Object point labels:
— Start —

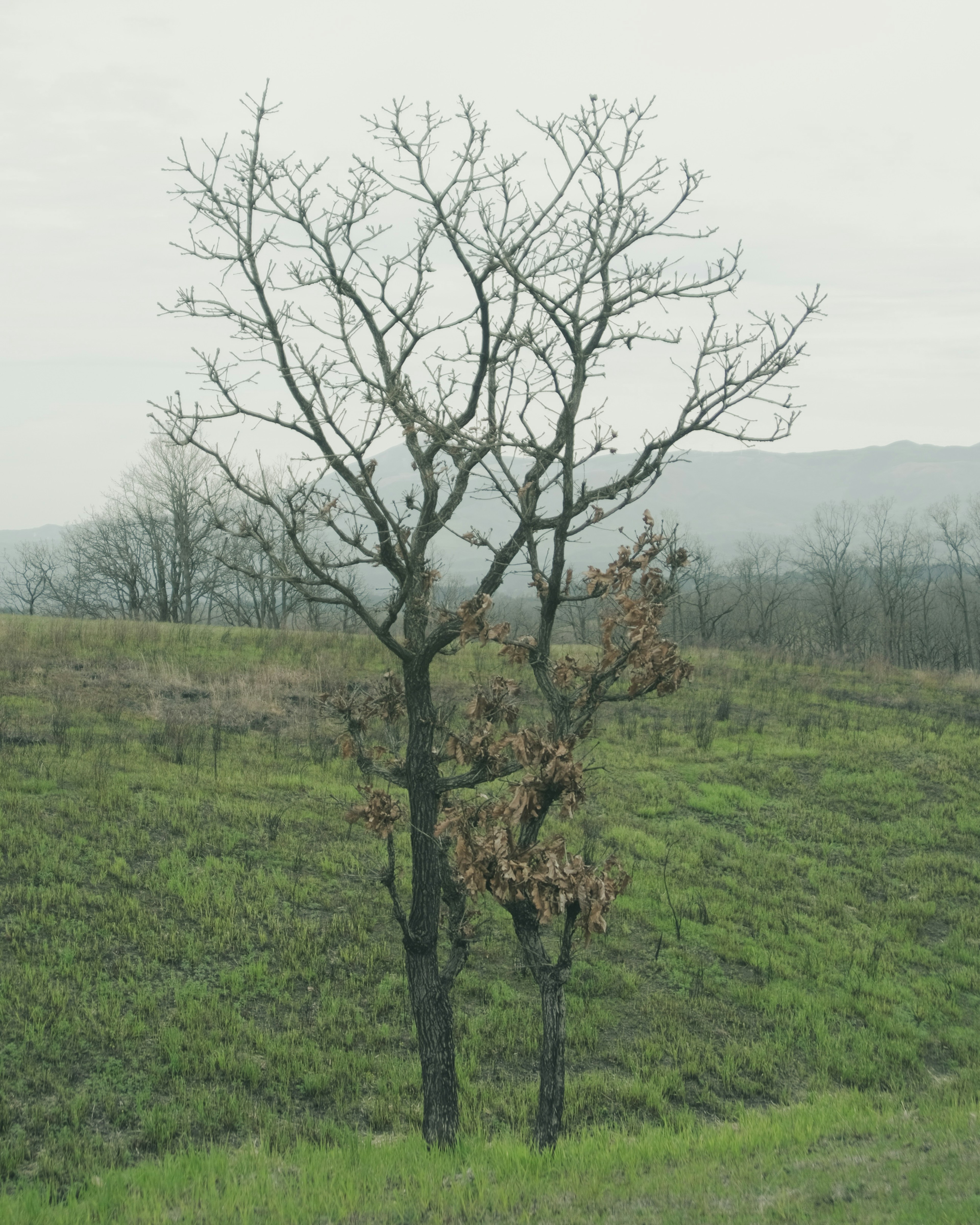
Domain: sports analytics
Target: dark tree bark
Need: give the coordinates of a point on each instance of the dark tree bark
(429, 990)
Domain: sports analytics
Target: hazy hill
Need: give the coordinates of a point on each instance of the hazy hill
(720, 496)
(11, 537)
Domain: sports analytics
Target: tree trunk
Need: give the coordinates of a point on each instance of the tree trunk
(433, 1014)
(550, 979)
(552, 1085)
(428, 990)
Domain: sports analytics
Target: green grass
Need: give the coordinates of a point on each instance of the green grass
(198, 955)
(838, 1158)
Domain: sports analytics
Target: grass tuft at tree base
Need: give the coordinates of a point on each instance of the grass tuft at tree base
(844, 1157)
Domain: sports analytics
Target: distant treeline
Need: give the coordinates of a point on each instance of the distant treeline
(171, 545)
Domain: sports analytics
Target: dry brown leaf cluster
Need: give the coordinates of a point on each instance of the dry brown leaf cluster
(379, 811)
(357, 705)
(491, 862)
(494, 702)
(473, 625)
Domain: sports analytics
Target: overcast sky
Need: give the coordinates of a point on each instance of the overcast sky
(841, 143)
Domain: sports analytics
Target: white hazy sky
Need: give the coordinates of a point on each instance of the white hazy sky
(841, 141)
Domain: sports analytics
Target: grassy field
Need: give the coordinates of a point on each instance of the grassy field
(197, 965)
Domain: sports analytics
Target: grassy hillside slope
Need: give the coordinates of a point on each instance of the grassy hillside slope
(194, 949)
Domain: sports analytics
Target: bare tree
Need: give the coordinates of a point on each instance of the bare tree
(830, 558)
(764, 577)
(714, 595)
(892, 557)
(29, 573)
(473, 335)
(956, 533)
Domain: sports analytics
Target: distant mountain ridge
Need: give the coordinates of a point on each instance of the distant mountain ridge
(11, 537)
(718, 496)
(726, 495)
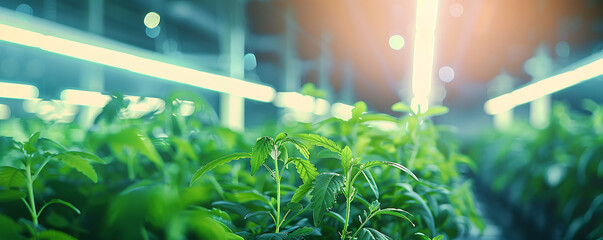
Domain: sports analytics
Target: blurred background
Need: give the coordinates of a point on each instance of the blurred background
(258, 61)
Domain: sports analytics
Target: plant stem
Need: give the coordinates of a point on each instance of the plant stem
(32, 203)
(347, 218)
(278, 196)
(361, 225)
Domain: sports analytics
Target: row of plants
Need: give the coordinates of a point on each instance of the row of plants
(167, 176)
(551, 178)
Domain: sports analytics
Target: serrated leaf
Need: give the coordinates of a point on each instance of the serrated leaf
(54, 235)
(78, 161)
(33, 139)
(295, 207)
(306, 170)
(325, 188)
(319, 141)
(10, 195)
(11, 177)
(301, 147)
(260, 152)
(403, 168)
(422, 236)
(300, 233)
(395, 212)
(280, 136)
(251, 214)
(371, 181)
(346, 159)
(45, 143)
(218, 162)
(301, 192)
(283, 153)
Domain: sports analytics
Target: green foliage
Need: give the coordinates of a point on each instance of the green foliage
(325, 188)
(218, 162)
(259, 153)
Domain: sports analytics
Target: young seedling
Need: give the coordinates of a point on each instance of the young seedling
(33, 152)
(328, 185)
(276, 149)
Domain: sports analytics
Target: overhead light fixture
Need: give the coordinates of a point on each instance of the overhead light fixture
(4, 111)
(131, 62)
(424, 45)
(587, 69)
(18, 91)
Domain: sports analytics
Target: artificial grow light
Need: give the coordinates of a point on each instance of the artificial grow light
(18, 91)
(584, 71)
(424, 47)
(134, 63)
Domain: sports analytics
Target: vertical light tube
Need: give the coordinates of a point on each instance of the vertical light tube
(424, 45)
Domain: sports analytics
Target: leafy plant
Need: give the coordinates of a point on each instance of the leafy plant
(43, 150)
(276, 149)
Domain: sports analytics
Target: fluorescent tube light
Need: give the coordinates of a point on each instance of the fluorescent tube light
(18, 91)
(427, 12)
(547, 86)
(135, 63)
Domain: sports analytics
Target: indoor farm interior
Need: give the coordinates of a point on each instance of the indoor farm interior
(301, 119)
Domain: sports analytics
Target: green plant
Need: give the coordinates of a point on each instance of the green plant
(328, 185)
(276, 149)
(36, 154)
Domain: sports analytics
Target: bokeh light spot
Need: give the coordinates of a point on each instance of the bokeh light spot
(151, 20)
(446, 74)
(396, 42)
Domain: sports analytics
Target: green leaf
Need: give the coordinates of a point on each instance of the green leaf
(422, 236)
(371, 181)
(138, 141)
(401, 107)
(301, 147)
(300, 233)
(301, 192)
(394, 212)
(54, 235)
(306, 170)
(260, 152)
(251, 214)
(215, 163)
(371, 234)
(46, 144)
(403, 168)
(295, 207)
(79, 162)
(346, 159)
(11, 177)
(319, 141)
(58, 201)
(283, 153)
(34, 138)
(325, 189)
(10, 195)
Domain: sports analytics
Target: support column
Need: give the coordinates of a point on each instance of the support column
(232, 108)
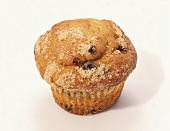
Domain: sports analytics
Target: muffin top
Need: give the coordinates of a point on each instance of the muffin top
(85, 54)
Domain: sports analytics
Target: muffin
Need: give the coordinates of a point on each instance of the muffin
(86, 62)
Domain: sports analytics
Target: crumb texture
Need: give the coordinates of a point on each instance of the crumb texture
(85, 54)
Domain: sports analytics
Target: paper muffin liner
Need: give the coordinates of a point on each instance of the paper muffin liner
(83, 103)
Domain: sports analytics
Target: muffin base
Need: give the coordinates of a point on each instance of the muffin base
(84, 103)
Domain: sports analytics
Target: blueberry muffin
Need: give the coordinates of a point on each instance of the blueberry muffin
(86, 62)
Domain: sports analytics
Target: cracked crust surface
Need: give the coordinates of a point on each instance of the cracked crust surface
(85, 54)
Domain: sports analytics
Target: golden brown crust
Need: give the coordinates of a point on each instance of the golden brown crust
(85, 54)
(84, 103)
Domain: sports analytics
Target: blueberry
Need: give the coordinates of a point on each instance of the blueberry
(92, 49)
(121, 49)
(88, 66)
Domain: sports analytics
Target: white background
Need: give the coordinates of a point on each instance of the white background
(26, 102)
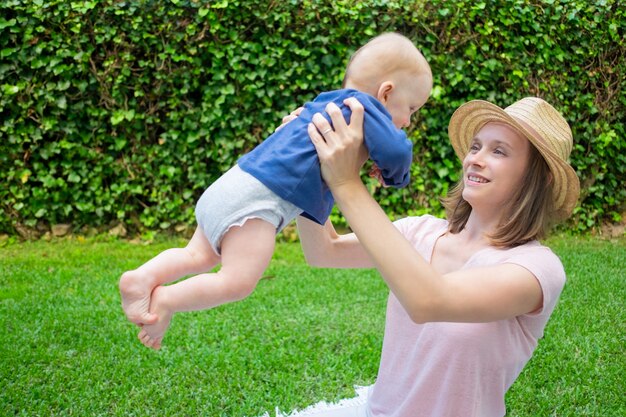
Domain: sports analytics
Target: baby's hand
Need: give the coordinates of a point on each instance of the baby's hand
(376, 173)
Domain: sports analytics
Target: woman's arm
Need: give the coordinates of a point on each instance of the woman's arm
(323, 247)
(473, 296)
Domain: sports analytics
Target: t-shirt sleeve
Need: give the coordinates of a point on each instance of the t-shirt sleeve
(388, 146)
(549, 272)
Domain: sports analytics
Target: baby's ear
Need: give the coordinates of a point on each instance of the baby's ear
(386, 87)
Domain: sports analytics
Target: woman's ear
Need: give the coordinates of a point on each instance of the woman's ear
(385, 89)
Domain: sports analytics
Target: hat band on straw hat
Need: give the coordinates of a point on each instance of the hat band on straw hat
(541, 124)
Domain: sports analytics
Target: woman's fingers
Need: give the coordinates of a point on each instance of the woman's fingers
(356, 119)
(322, 125)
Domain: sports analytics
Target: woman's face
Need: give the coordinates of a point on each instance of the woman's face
(495, 165)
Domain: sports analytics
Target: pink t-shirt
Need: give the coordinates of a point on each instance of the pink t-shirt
(460, 369)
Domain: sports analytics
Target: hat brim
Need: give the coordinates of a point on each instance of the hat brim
(468, 119)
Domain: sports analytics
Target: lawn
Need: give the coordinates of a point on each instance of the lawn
(304, 335)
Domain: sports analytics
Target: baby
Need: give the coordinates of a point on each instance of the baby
(240, 214)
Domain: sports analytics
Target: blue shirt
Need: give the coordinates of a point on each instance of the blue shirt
(287, 163)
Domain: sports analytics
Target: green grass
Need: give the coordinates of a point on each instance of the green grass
(304, 335)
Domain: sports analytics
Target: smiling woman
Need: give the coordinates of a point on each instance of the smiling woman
(471, 295)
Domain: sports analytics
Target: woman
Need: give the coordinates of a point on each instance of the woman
(470, 295)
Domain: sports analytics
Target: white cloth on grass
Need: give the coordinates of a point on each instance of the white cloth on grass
(348, 407)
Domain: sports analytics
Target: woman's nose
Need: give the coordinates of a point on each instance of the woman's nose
(475, 158)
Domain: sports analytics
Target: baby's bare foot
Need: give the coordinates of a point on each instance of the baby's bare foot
(135, 289)
(151, 335)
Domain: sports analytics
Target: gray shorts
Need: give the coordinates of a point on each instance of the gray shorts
(235, 198)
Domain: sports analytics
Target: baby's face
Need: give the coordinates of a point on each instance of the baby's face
(406, 99)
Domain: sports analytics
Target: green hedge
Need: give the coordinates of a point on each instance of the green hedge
(124, 112)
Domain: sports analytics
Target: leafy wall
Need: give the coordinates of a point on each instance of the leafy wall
(125, 111)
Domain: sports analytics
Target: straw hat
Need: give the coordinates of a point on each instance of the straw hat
(541, 124)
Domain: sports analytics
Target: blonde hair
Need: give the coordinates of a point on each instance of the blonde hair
(529, 215)
(388, 53)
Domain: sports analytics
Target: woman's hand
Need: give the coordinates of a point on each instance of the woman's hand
(341, 151)
(290, 117)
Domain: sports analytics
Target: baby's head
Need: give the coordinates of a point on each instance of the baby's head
(390, 68)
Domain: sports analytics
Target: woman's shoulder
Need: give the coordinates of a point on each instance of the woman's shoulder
(423, 221)
(419, 227)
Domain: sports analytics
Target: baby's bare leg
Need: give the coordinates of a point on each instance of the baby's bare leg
(136, 286)
(246, 253)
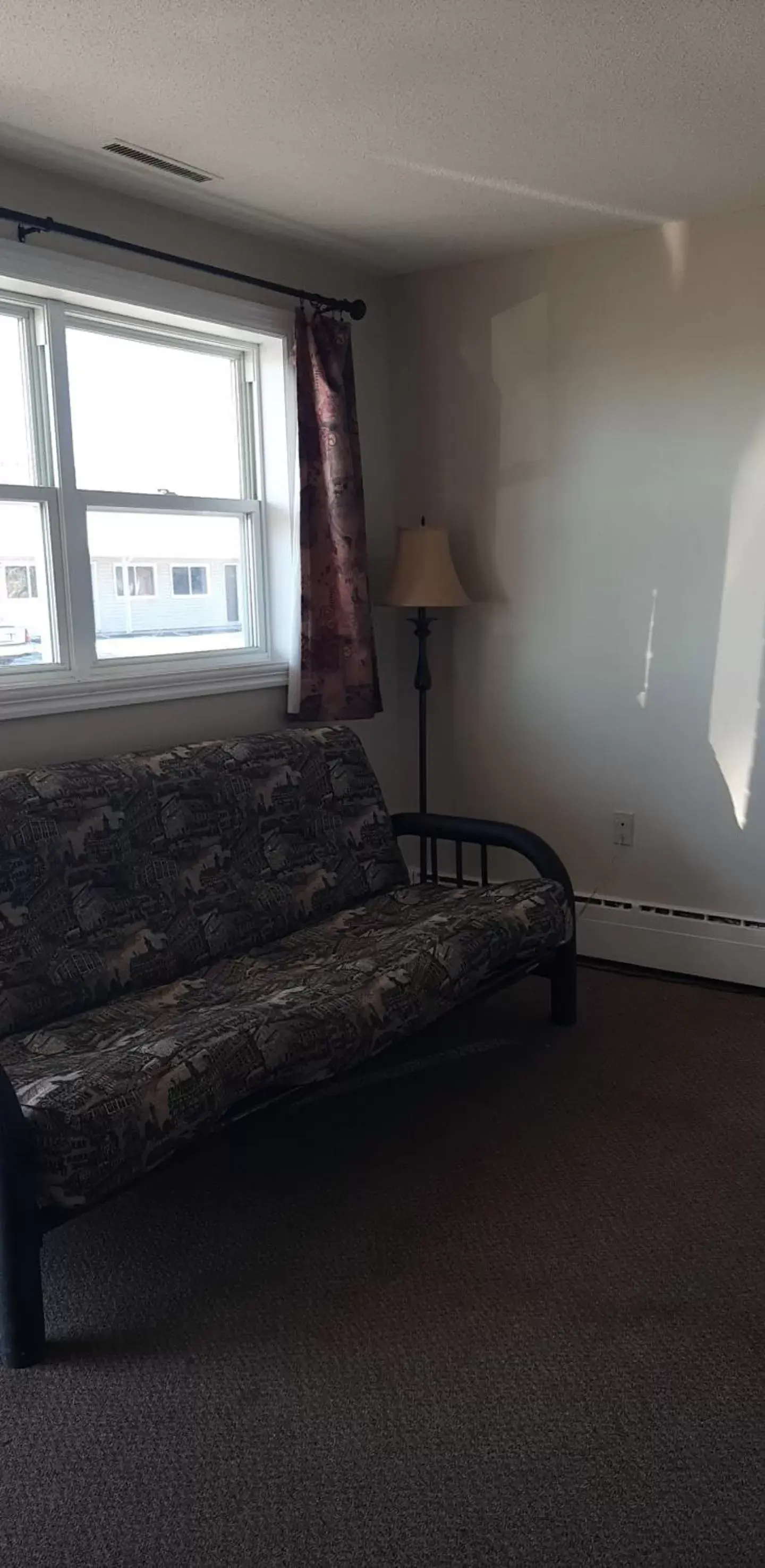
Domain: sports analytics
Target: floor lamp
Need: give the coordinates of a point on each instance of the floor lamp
(424, 579)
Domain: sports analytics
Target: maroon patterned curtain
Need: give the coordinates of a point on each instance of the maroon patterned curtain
(339, 668)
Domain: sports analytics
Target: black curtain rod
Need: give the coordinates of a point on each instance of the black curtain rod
(27, 223)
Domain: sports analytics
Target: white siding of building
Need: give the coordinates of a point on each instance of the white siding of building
(167, 612)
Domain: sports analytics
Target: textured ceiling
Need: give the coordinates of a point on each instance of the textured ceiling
(406, 132)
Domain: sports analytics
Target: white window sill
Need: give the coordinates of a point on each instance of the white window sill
(62, 693)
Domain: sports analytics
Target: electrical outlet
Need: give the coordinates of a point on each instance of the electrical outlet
(624, 828)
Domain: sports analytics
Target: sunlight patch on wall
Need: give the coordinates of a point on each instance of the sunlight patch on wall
(675, 234)
(650, 650)
(736, 692)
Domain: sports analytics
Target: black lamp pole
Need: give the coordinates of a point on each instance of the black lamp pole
(422, 683)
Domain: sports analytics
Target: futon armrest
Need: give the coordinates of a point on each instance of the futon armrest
(490, 835)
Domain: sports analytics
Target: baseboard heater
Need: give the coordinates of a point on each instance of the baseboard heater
(685, 942)
(657, 937)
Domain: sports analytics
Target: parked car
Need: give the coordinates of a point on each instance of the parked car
(15, 642)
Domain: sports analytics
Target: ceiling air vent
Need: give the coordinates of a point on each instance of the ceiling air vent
(154, 160)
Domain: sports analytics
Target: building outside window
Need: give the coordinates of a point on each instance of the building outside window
(140, 582)
(190, 581)
(134, 520)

— End —

▶ WRITTEN INSTRUCTION
List every line of the listing that contains the word "armrest", matching case exactly.

▶ REPLY
Target: futon armrest
Need: give the coordinates of a point on each instance of the futon armrest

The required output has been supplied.